● **TASK GOAL**: Reproduce the listing verbatim, starting at its first line and ending at the line that contains "M159 201L224 199L248", with both of those lines included.

● **RECORD LIST**:
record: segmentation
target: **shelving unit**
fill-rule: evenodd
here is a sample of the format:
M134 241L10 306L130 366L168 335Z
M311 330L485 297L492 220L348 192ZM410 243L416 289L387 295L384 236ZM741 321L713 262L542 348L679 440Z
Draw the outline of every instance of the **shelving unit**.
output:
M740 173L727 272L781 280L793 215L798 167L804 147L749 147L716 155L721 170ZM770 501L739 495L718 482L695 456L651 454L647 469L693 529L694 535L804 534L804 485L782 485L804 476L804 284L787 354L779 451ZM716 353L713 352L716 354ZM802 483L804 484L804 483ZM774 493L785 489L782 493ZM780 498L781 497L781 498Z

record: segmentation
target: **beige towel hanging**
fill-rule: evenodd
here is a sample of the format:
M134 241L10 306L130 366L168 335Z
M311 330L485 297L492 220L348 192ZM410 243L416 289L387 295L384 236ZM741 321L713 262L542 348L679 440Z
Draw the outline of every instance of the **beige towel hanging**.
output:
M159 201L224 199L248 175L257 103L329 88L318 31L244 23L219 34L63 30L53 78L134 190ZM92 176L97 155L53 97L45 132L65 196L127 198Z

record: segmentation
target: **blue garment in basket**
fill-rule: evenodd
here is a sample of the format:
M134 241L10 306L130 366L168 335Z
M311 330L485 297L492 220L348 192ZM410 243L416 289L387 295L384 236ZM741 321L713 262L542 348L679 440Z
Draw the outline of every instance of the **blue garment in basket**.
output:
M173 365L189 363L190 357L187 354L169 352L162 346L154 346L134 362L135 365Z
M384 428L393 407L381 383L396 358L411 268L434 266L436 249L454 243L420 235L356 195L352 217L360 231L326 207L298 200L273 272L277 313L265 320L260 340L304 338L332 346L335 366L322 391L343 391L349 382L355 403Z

● **WRITTEN SOLUTION**:
record: segmentation
target: **shelving unit**
fill-rule: evenodd
here is a sample of the format:
M134 241L10 306L130 366L168 335Z
M311 330L485 297L492 220L348 192ZM410 243L416 289L387 295L384 236ZM741 321L713 262L542 348L679 440Z
Draw the outline of every instance of the **shelving unit**.
output:
M740 173L727 272L781 280L793 215L798 167L804 147L749 147L716 155L721 170ZM770 501L739 495L718 482L695 456L651 454L647 469L693 529L694 535L804 534L804 485L782 485L804 476L804 284L787 354L779 451ZM716 353L713 352L716 354ZM802 483L804 484L804 483ZM774 493L785 489L782 493ZM780 498L781 497L781 498Z

record: segmentation
target: **beige towel hanging**
fill-rule: evenodd
here is a sample of the format:
M134 241L10 306L130 366L168 335Z
M311 330L485 297L492 220L348 192ZM410 243L416 289L387 295L384 236ZM741 321L713 262L542 348L679 440Z
Draw the outline of every instance of the **beige towel hanging**.
output:
M159 201L224 199L248 175L257 103L329 88L318 31L244 23L219 34L63 30L53 78L134 190ZM92 176L97 155L53 97L45 132L65 196L127 198Z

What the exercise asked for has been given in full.